[WHAT IS REQUIRED] Give back all the records below, unaltered.

*** Opening of DATA EXTRACTS ***

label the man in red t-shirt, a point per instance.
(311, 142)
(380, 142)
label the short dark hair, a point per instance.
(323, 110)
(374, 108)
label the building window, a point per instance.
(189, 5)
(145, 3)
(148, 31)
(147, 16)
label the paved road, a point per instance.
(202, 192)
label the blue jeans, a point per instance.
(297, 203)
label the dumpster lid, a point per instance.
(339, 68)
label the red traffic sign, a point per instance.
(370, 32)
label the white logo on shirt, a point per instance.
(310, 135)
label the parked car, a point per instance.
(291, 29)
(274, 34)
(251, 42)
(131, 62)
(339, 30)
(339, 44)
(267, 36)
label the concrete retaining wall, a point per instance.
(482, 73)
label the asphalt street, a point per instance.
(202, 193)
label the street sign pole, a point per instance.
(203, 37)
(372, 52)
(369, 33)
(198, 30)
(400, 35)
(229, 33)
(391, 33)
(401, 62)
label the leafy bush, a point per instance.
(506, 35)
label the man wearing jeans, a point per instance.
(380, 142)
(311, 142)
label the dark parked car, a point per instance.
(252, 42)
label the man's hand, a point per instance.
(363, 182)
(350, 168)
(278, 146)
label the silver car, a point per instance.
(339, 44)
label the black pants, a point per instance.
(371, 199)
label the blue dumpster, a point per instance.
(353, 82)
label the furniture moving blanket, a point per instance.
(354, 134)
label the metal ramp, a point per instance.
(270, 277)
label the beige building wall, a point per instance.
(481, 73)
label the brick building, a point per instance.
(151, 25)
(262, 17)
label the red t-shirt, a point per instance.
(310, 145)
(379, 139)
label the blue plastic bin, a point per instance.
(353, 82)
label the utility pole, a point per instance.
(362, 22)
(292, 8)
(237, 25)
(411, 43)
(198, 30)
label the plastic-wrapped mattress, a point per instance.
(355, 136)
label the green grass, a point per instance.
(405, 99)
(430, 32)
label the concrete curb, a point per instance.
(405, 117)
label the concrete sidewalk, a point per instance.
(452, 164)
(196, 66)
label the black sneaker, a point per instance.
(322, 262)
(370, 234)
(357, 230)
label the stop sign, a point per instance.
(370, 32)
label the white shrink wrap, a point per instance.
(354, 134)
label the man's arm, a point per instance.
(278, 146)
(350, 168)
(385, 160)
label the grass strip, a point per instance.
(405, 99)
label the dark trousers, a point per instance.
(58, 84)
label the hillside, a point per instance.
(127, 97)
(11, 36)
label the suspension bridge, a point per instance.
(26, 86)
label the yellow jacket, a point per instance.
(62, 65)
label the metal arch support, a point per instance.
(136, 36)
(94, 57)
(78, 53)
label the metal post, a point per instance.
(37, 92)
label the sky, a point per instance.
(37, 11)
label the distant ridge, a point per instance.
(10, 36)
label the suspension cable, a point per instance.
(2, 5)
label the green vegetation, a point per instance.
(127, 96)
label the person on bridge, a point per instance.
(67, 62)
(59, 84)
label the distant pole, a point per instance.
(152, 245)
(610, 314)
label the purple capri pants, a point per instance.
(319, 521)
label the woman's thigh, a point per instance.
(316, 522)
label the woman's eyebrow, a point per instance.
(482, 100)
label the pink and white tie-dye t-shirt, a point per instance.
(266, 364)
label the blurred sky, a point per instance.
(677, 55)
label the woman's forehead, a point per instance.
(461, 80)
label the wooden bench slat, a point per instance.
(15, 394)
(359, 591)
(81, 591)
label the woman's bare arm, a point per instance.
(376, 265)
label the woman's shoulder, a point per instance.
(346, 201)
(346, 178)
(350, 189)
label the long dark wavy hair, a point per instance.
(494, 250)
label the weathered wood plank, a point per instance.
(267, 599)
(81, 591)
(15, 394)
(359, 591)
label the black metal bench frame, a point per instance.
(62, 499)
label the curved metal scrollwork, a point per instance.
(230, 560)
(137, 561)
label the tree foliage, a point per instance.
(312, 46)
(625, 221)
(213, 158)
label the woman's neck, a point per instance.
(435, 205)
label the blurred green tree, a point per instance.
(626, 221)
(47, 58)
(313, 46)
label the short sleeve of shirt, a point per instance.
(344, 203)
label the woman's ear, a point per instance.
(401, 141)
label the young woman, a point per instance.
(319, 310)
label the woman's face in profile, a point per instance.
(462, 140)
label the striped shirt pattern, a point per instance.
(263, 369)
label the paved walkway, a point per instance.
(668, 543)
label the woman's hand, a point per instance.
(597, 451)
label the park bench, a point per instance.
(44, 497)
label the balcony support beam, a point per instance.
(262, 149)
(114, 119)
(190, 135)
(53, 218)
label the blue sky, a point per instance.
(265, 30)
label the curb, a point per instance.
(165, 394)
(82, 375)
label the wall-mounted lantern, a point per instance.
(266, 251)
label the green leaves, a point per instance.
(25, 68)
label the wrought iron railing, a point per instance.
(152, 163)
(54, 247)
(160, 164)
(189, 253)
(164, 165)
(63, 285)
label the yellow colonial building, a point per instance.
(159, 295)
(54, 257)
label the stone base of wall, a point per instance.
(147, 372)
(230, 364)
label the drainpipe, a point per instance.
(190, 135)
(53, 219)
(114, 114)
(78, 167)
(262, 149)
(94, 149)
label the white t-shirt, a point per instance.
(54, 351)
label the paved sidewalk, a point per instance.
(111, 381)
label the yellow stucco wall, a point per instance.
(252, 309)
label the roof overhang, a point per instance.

*** Close of DATA EXTRACTS ***

[EXPECTED OUTPUT]
label the man in red t-shirt, a point per instance.
(311, 142)
(380, 142)
label the short dark hair, a point per instance.
(323, 110)
(374, 108)
label the building window, a point per instance.
(189, 5)
(145, 3)
(148, 31)
(147, 16)
label the paved road, a point per instance.
(202, 192)
label the blue jeans, a point per instance.
(297, 203)
label the dumpster lid, a point per instance.
(339, 68)
label the red traffic sign, a point per instance.
(370, 32)
label the white logo on shirt, a point per instance.
(310, 135)
label the parked car, a point per instance.
(291, 29)
(274, 34)
(251, 42)
(131, 62)
(339, 30)
(339, 44)
(267, 36)
label the concrete retaining wall, a point per instance.
(482, 73)
label the asphalt street, a point per instance.
(202, 193)
label the street sign pole, a point per instance.
(203, 37)
(372, 52)
(369, 33)
(198, 30)
(400, 35)
(229, 33)
(391, 33)
(401, 62)
label the leafy bush, a point per instance.
(506, 35)
label the man wearing jeans, a point per instance.
(380, 142)
(311, 142)
label the dark parked car, a point per instance.
(252, 42)
label the man's hand, a point per instance.
(363, 182)
(350, 168)
(278, 146)
label the silver car, a point per instance.
(339, 44)
label the black pants, a point per instance.
(371, 199)
label the blue dumpster, a point per instance.
(353, 82)
label the furniture moving blanket, a point per instance.
(354, 134)
label the metal ramp, a point per instance.
(270, 277)
label the beige building wall, a point per instance.
(481, 73)
label the brick building, a point per instance.
(151, 25)
(262, 17)
label the red t-shirt, a point per instance.
(310, 145)
(379, 139)
label the blue plastic bin, a point per instance.
(353, 82)
label the utility pole, a point per instance.
(362, 22)
(292, 8)
(237, 25)
(411, 43)
(198, 30)
label the plastic-wrapped mattress, a point per instance.
(355, 136)
label the green grass, a point per instance.
(405, 99)
(430, 32)
label the concrete curb, a point per instance.
(405, 117)
label the concrete sidewalk, a point per instance.
(452, 164)
(196, 66)
label the black sneaker, a point per instance.
(322, 262)
(370, 234)
(357, 230)
label the stop sign, a point per instance.
(370, 32)
label the white shrink wrap, a point per instance.
(354, 134)
label the man's arm, a point per instance.
(278, 146)
(350, 168)
(385, 160)
label the grass strip, a point per instance.
(405, 99)
label the dark trousers, a point per instance.
(58, 84)
label the hillside, a point per instance.
(127, 97)
(11, 36)
label the suspension bridge, a point per instance.
(26, 86)
label the yellow jacket, a point per instance.
(62, 65)
label the metal arch support, a point per instance.
(136, 36)
(94, 57)
(78, 53)
label the metal post, a point per instance.
(37, 92)
label the sky, a point per instance.
(37, 11)
label the distant ridge, a point per instance.
(10, 36)
label the suspension cable, a point per instance.
(2, 5)
label the green vegetation, a point per instance.
(127, 96)
label the person on bridge, a point per instance.
(67, 62)
(59, 84)
label the distant pole, a point per instance.
(152, 245)
(610, 314)
label the purple capri pants, a point per instance.
(319, 521)
label the woman's thigh, a point per instance.
(316, 522)
label the woman's eyebrow, a point per instance.
(482, 100)
label the pink and white tie-dye t-shirt, a point per instance.
(266, 364)
label the blurred sky, a point per instance.
(677, 55)
label the woman's forehead, a point per instance.
(461, 80)
label the wooden bench slat, a point per instance.
(15, 394)
(359, 591)
(81, 591)
label the woman's bare arm, a point per instance.
(376, 265)
label the woman's shoulder, a point per instance.
(346, 201)
(346, 178)
(350, 189)
label the long dark wavy hair, a point per instance.
(494, 250)
label the weathered wood plank, a point per instance.
(267, 599)
(81, 591)
(15, 394)
(359, 591)
label the black metal bench frame, a point per instance.
(62, 499)
label the curved metal scrollwork, a point per instance.
(230, 560)
(137, 561)
label the tree foliage, a point per instance.
(312, 46)
(625, 221)
(213, 158)
label the woman's neck, a point per instance.
(435, 205)
label the blurred green tree, a point per instance.
(626, 221)
(47, 58)
(313, 46)
label the short sleeve of shirt, a point per instance.
(344, 203)
label the woman's ear, a point per instance.
(401, 141)
label the young woman, a point per instance.
(319, 310)
label the woman's face in profile, a point per instance.
(462, 140)
label the striped shirt pattern, a point per instance.
(263, 369)
label the paved walkway, a point per instance.
(668, 543)
label the woman's hand, a point per instance.
(597, 451)
label the park bench, a point per instance.
(44, 497)
label the balcony support beam, a point per instance.
(262, 149)
(114, 119)
(190, 135)
(53, 218)
label the blue sky, a point per instance.
(265, 30)
label the curb, a point per instance.
(165, 394)
(82, 375)
label the wall-mounted lantern, a point per instance.
(266, 251)
label the green leaves, a point per instance.
(25, 68)
label the wrought iron railing, a point per instance.
(152, 163)
(54, 247)
(160, 164)
(189, 253)
(164, 165)
(63, 285)
label the yellow colonial building, a point per instance.
(159, 295)
(54, 257)
label the stone base of wall, a point per instance.
(147, 372)
(230, 364)
label the drainpipe, a point per instance.
(190, 135)
(53, 219)
(114, 114)
(78, 167)
(262, 149)
(94, 149)
label the white t-shirt, a point per instance.
(54, 351)
label the paved sidewalk, a point per instance.
(111, 381)
label the yellow stucco wall, a point per instance.
(252, 309)
label the roof overhang, a point per instance.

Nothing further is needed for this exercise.